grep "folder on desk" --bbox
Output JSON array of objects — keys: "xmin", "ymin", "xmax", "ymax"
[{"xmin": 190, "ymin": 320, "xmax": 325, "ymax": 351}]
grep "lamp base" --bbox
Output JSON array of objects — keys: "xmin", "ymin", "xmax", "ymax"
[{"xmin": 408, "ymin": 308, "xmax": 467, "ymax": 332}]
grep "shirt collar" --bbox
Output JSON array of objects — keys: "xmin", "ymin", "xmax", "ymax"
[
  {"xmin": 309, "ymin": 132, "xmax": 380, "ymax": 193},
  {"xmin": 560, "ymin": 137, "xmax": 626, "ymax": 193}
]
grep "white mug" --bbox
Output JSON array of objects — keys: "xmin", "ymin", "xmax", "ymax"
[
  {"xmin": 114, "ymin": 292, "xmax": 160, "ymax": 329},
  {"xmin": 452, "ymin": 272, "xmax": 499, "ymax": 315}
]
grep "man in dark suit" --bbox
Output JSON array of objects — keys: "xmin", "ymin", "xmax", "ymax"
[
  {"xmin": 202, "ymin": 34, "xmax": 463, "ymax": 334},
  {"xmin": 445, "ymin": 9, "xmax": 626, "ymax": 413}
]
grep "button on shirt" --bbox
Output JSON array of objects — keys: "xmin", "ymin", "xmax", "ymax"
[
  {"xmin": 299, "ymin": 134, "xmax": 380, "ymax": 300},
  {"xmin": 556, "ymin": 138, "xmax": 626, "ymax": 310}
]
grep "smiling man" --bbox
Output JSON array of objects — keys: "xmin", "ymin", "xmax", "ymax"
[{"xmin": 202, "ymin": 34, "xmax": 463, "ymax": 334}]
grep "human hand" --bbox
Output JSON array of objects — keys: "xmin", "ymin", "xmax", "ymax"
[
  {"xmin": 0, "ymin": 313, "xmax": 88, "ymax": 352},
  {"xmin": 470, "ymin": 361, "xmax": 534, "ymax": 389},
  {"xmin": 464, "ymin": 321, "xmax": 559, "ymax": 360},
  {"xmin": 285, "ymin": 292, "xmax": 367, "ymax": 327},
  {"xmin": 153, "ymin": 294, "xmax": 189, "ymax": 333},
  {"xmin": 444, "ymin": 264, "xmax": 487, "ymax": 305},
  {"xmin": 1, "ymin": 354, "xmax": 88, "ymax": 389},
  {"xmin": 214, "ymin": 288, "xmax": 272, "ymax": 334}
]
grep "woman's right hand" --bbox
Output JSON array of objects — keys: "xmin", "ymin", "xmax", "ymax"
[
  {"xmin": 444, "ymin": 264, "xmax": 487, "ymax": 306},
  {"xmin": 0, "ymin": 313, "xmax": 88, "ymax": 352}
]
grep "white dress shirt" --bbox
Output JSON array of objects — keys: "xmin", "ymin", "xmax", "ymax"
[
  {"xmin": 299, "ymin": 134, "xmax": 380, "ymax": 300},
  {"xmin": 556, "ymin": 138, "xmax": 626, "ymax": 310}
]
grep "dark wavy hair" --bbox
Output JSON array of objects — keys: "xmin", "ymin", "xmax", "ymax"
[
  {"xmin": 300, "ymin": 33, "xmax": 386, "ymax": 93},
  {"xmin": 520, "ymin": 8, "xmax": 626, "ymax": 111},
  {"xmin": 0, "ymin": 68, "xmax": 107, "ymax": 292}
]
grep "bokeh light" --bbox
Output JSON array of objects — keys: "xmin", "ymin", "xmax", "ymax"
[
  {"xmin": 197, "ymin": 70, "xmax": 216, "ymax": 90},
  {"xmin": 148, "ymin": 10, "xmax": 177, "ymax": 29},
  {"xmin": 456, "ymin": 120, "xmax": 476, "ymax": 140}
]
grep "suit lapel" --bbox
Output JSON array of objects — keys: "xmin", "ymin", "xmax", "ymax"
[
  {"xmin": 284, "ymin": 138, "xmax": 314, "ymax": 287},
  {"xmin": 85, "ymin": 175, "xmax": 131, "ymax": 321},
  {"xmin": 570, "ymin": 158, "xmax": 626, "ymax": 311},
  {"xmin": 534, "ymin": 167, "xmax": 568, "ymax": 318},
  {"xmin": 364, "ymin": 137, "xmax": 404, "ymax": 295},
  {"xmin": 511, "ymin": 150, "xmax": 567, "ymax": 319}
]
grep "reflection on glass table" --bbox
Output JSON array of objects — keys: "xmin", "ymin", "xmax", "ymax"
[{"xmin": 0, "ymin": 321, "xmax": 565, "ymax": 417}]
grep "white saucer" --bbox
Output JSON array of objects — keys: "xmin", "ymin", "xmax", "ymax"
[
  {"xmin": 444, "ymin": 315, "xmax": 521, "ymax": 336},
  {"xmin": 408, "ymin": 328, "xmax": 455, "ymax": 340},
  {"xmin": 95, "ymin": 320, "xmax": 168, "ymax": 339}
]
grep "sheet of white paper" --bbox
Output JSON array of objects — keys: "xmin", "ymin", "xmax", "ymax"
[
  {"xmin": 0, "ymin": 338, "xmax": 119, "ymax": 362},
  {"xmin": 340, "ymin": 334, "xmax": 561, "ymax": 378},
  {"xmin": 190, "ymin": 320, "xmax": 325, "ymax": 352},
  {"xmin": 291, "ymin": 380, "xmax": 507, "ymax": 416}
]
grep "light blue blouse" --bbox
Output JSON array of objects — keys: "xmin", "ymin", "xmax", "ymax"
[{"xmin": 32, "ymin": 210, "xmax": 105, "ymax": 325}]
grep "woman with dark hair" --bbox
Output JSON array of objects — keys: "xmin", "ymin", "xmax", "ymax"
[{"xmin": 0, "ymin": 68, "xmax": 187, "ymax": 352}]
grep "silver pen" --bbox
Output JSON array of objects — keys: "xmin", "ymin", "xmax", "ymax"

========

What is needed -
Write out the whole listing again, exactly as it stands.

Reply to the exercise -
grep "folder on desk" --bbox
Output JSON array of objects — keys: "xmin", "ymin", "xmax", "ymax"
[{"xmin": 190, "ymin": 320, "xmax": 325, "ymax": 351}]
grep "lamp base" --bbox
Output JSON array of objects — keys: "xmin", "ymin", "xmax", "ymax"
[{"xmin": 408, "ymin": 308, "xmax": 467, "ymax": 332}]
grep "shirt collar" --bbox
Output JSON array of objects — keys: "xmin", "ymin", "xmax", "ymax"
[
  {"xmin": 309, "ymin": 132, "xmax": 380, "ymax": 193},
  {"xmin": 560, "ymin": 137, "xmax": 626, "ymax": 193}
]
grep "white mug" --bbox
Output JSON array of objects — keys: "xmin", "ymin", "xmax", "ymax"
[
  {"xmin": 114, "ymin": 292, "xmax": 160, "ymax": 329},
  {"xmin": 452, "ymin": 272, "xmax": 499, "ymax": 315}
]
grep "man in dark suit" --bbox
Output JSON array of objects — keys: "xmin", "ymin", "xmax", "ymax"
[
  {"xmin": 202, "ymin": 34, "xmax": 463, "ymax": 334},
  {"xmin": 445, "ymin": 9, "xmax": 626, "ymax": 413}
]
grep "button on shirt" --bbox
Output JSON array of objects — keys: "xmin", "ymin", "xmax", "ymax"
[
  {"xmin": 299, "ymin": 134, "xmax": 380, "ymax": 300},
  {"xmin": 556, "ymin": 138, "xmax": 626, "ymax": 310}
]
grep "smiling man" --bbox
Output JSON array of objects — keys: "xmin", "ymin", "xmax", "ymax"
[{"xmin": 202, "ymin": 34, "xmax": 463, "ymax": 334}]
grep "human hand" --bbox
Output JSON array of objects — keys: "xmin", "ymin", "xmax", "ymax"
[
  {"xmin": 0, "ymin": 313, "xmax": 88, "ymax": 352},
  {"xmin": 470, "ymin": 361, "xmax": 534, "ymax": 389},
  {"xmin": 464, "ymin": 321, "xmax": 559, "ymax": 360},
  {"xmin": 285, "ymin": 292, "xmax": 367, "ymax": 327},
  {"xmin": 153, "ymin": 294, "xmax": 189, "ymax": 333},
  {"xmin": 444, "ymin": 264, "xmax": 487, "ymax": 305},
  {"xmin": 1, "ymin": 354, "xmax": 88, "ymax": 389},
  {"xmin": 214, "ymin": 288, "xmax": 272, "ymax": 334}
]
grep "woman's right hand" --bbox
Output JSON array of objects — keys: "xmin", "ymin", "xmax", "ymax"
[
  {"xmin": 444, "ymin": 264, "xmax": 487, "ymax": 306},
  {"xmin": 0, "ymin": 313, "xmax": 88, "ymax": 352}
]
grep "white dress shirt" --bbox
Output JSON array of objects — keys: "xmin", "ymin", "xmax", "ymax"
[
  {"xmin": 299, "ymin": 134, "xmax": 380, "ymax": 300},
  {"xmin": 556, "ymin": 138, "xmax": 626, "ymax": 310}
]
grep "dark wavy hair" --bbox
Output JSON array of objects — keys: "xmin", "ymin", "xmax", "ymax"
[
  {"xmin": 300, "ymin": 33, "xmax": 386, "ymax": 93},
  {"xmin": 520, "ymin": 8, "xmax": 626, "ymax": 111},
  {"xmin": 0, "ymin": 68, "xmax": 107, "ymax": 292}
]
grep "bokeh light" --bbox
Output JSON array of objects — keys: "xmin", "ymin", "xmax", "ymax"
[
  {"xmin": 197, "ymin": 70, "xmax": 216, "ymax": 90},
  {"xmin": 148, "ymin": 10, "xmax": 177, "ymax": 29},
  {"xmin": 456, "ymin": 120, "xmax": 476, "ymax": 140}
]
grep "suit lapel" --bbox
Output JSON array of objects — keys: "xmin", "ymin", "xmax", "ymax"
[
  {"xmin": 284, "ymin": 138, "xmax": 314, "ymax": 287},
  {"xmin": 85, "ymin": 175, "xmax": 131, "ymax": 321},
  {"xmin": 570, "ymin": 158, "xmax": 626, "ymax": 311},
  {"xmin": 534, "ymin": 167, "xmax": 568, "ymax": 318},
  {"xmin": 364, "ymin": 137, "xmax": 404, "ymax": 295},
  {"xmin": 511, "ymin": 150, "xmax": 567, "ymax": 319}
]
grep "reflection on glass table" --bbox
Output JSON array of objects — keys: "xmin", "ymin", "xmax", "ymax"
[{"xmin": 0, "ymin": 321, "xmax": 565, "ymax": 417}]
grep "white saucer" --bbox
Output JSON array of objects — keys: "xmin", "ymin", "xmax", "ymax"
[
  {"xmin": 444, "ymin": 315, "xmax": 521, "ymax": 336},
  {"xmin": 408, "ymin": 328, "xmax": 455, "ymax": 340},
  {"xmin": 95, "ymin": 320, "xmax": 168, "ymax": 339}
]
grep "sheet of white paper" --bbox
Output JSON array of objects — keys: "xmin", "ymin", "xmax", "ymax"
[
  {"xmin": 0, "ymin": 338, "xmax": 119, "ymax": 362},
  {"xmin": 340, "ymin": 334, "xmax": 561, "ymax": 378},
  {"xmin": 190, "ymin": 320, "xmax": 325, "ymax": 352},
  {"xmin": 291, "ymin": 380, "xmax": 507, "ymax": 416}
]
grep "light blue blouse" --bbox
Output JSON array of objects — keys: "xmin", "ymin", "xmax", "ymax"
[{"xmin": 32, "ymin": 210, "xmax": 105, "ymax": 325}]
grep "woman with dark hair" --bbox
Output JSON array of objects — keys: "xmin", "ymin", "xmax", "ymax"
[{"xmin": 0, "ymin": 68, "xmax": 187, "ymax": 352}]
grep "silver pen" --bbox
Output JSON array of objects — keys: "xmin", "ymin", "xmax", "ymax"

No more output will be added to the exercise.